* What you have to do
Render every line of the records below as a JSON list of strings, one string per line, leaving out blank lines and the pictures.

* Provided records
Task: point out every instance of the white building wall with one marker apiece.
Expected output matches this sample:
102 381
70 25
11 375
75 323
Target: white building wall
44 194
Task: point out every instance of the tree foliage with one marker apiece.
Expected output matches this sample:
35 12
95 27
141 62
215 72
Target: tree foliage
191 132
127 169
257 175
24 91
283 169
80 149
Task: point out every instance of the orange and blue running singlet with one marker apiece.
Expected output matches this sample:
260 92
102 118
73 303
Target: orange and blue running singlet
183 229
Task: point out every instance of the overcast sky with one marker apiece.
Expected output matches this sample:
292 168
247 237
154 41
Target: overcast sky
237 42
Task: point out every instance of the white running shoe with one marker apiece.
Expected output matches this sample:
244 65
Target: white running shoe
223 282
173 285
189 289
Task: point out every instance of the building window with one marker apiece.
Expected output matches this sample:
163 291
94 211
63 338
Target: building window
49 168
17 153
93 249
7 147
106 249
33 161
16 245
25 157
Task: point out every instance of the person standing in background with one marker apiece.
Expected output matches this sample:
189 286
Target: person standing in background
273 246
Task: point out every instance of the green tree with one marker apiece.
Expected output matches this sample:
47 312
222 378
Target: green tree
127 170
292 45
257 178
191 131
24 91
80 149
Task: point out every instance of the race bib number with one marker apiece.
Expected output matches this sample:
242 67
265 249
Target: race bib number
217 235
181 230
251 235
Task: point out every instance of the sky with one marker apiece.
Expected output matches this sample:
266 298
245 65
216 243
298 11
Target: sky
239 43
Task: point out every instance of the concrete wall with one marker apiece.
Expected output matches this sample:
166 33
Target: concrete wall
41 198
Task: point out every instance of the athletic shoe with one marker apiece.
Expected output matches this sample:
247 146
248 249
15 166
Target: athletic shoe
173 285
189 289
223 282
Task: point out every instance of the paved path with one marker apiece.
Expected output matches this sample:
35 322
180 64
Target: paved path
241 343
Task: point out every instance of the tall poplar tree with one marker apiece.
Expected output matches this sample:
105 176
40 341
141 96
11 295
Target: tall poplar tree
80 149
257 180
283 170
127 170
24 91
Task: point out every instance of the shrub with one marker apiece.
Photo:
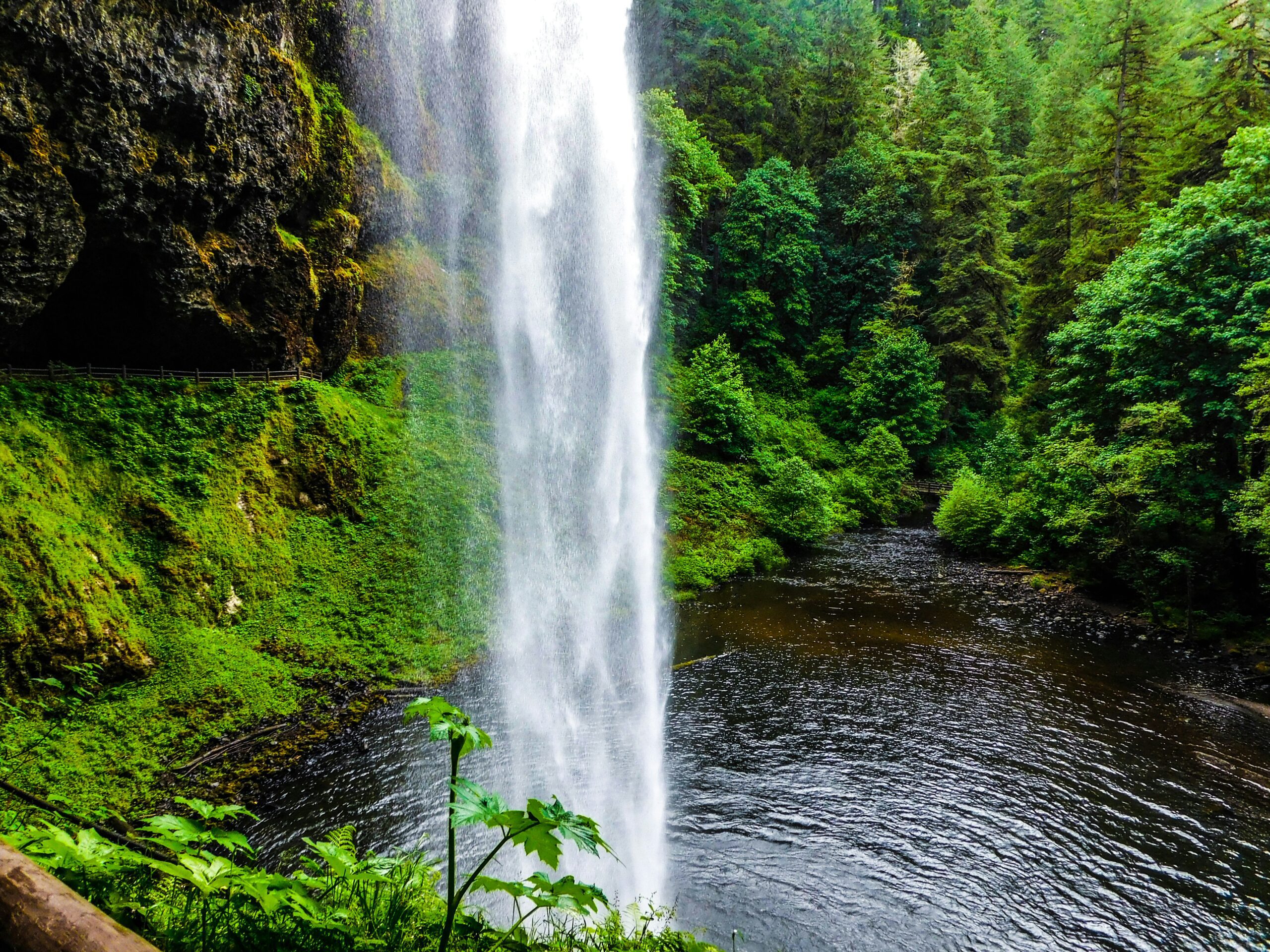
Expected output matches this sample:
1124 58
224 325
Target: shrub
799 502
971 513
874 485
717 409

* Exercise result
[
  "Task: point out every instance of the white building wall with one marker apiece.",
  "Expected output matches this sample:",
  "102 381",
  "70 25",
  "11 375",
  "75 323",
  "Target: white building wall",
  "44 194",
  "Task: point out every instance of the tree foliage with one marker apiece.",
  "Expected output matches this sample:",
  "35 12",
  "95 27",
  "141 62",
  "215 72",
  "Target: tree foliage",
  "191 132",
  "127 169",
  "257 175",
  "24 91",
  "283 169",
  "80 149",
  "Task: point out every instance of the orange and blue running singlet with one marker apiece.",
  "Expected output matches this sample:",
  "260 92",
  "102 118",
  "73 303",
  "Target: orange and blue running singlet",
  "183 229",
  "Task: point out every instance of the overcast sky with one marker apiece.",
  "Expected output matches this sample:",
  "292 168",
  "247 237",
  "154 41",
  "Target: overcast sky",
  "237 42",
  "Task: point out every instance of the white running shoe with one marker apiece.",
  "Expected output matches this sample:",
  "244 65",
  "Target: white running shoe",
  "223 282",
  "173 285",
  "189 289",
  "Task: point out every instance of the building window with one marker apiece.",
  "Expected output matches this sample:",
  "163 291",
  "94 211",
  "63 338",
  "Target: building window",
  "49 168",
  "17 153",
  "93 249",
  "7 147",
  "106 249",
  "33 161",
  "16 245",
  "25 157",
  "Task: point out every instance of the person standing in background with one marker apiece.",
  "Expected output matches this sample:",
  "189 286",
  "Target: person standing in background",
  "273 246",
  "Task: point out every instance of the green tree with one marker apiece.",
  "Expected output matches this sample:",
  "47 312",
  "222 378",
  "Target: green tree",
  "127 170",
  "292 45",
  "257 178",
  "191 131",
  "24 91",
  "80 149",
  "Task: point out every instance of the race bib number with one marker apiece.",
  "Expected output matches this sample:",
  "242 67",
  "265 249",
  "Target: race bib number",
  "217 235",
  "181 230",
  "251 235",
  "Task: point out every instance of the sky with one marker apiece.",
  "Expected output matches this sample:",
  "266 298",
  "245 65",
  "216 243",
  "298 11",
  "Target: sky",
  "239 43",
  "Task: point out every instance of the concrete wall with one marker apiece.",
  "Expected output matches this sample:",
  "166 33",
  "Target: concrete wall",
  "41 198",
  "Task: point out every instance of the athletic shoe with one marker apiece.",
  "Expected output matches this sample:",
  "247 146",
  "248 249",
  "15 166",
  "Target: athletic shoe",
  "173 285",
  "189 289",
  "223 282",
  "Task: point out every instance of the paved path with one marker apiece.",
  "Expected output matches this sample:",
  "35 322",
  "180 64",
  "Target: paved path",
  "241 343",
  "Task: point out every instance of the tall poplar tree with one marker apiece.",
  "Expected output matches this sample:",
  "105 176",
  "40 341",
  "141 96",
  "11 295",
  "Target: tall poplar tree",
  "80 149",
  "257 180",
  "283 170",
  "127 170",
  "24 91",
  "Task: point out every instance of the shrub with one marker apiece.",
  "Photo:",
  "Expected output matches this sample:",
  "1124 58",
  "224 325",
  "Target: shrub",
  "799 502",
  "971 513",
  "874 485",
  "717 409"
]